Il Grand' Inquisitor

Rigoletto in Parijs

De Rigoletto-productie van Jérôme Savary is bijna tien jaar oud, maar ze had net zo goed 50 jaar oud kunnen zijn. Een enscenering die het libretto redelijk letterlijk volgt, heeft het voordeel dat je geen tijd moet verliezen met proberen uit te vissen wat de regisseur zou willen bedoelen met deze of gene - ongetwijfeld geniale - vondst. Alle aandacht kan gaan naar de muziek. In het geval van de Parijse bezetting was die aandacht ook gerechtvaardigd.
──────────────────────────────
*Opdrachten:*
A. Noem alle eigennamen die in het stuk over Rigoletto in Parijs voorkomen, elk één keer. Laat afgeleide bijvoeglijke naamwoorden weg.
B. Herschrijf de alinea uit het stuk over Rigoletto in Parijs die begint met "De Rigoletto-productie van Jérôme Savary" in hooguit twee zinnen. Behoud de belangrijkste feiten.
C. Zet het stuk over Rigoletto in Parijs voort vanaf de laatste zin.
Het materiaal hieronder staat helemaal los van het stuk over Rigoletto in Parijs.

*Materiaal:*
──────────────────────────────
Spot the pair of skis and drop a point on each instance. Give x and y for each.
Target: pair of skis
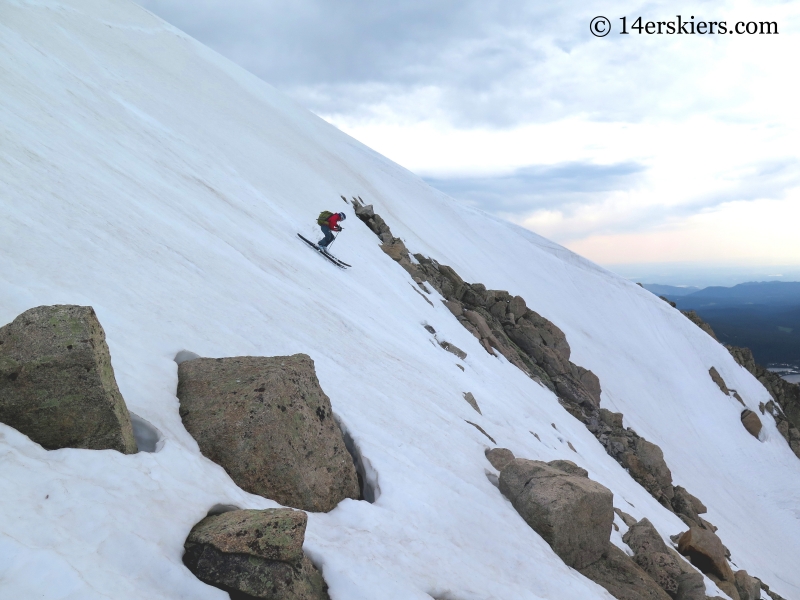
(325, 253)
──────────────────────────────
*Antwoorden per opdracht:*
A.
Il Grand' Inquisitor
Rigoletto
Parijs
Jérôme Savary

B. De Rigoletto-productie van Jérôme Savary is bijna tien jaar oud, maar had net zo goed vijftig jaar oud kunnen zijn. Omdat de enscenering het libretto vrij letterlijk volgt, hoef je niet te raden wat de regisseur bedoelt en kan alle aandacht naar de muziek gaan, wat bij de Parijse bezetting ook gerechtvaardigd was.

C.
Om niet meteen in superlatieven te vervallen, laat me beginnen met Bülent Külekci die een degelijke Duca zong met een stevige, presente, zij het wat eenzijdige stem. Spijtig genoeg vermeed hij - waar mogelijk - alle hoge noten, enkel op het einde van "La donna è mobile" kon hij moeilijk anders. Maar we kregen dus wel een slap einde van zijn cabaletta en ook in het duet met Gilda bekroonde hij de stretta niet met een hoge noot... wat Laura Claycomb uiteraard wel deed en waarmee zij de Hertog vocaal voor schut zette. Toegegeven, het zijn maar twee noten, maar het zijn wel net die noten die het verschil maken. Het was echter moeilijker om zijn wankelend legato te vergeven wat vooral in "La donna è mobile" mank liep.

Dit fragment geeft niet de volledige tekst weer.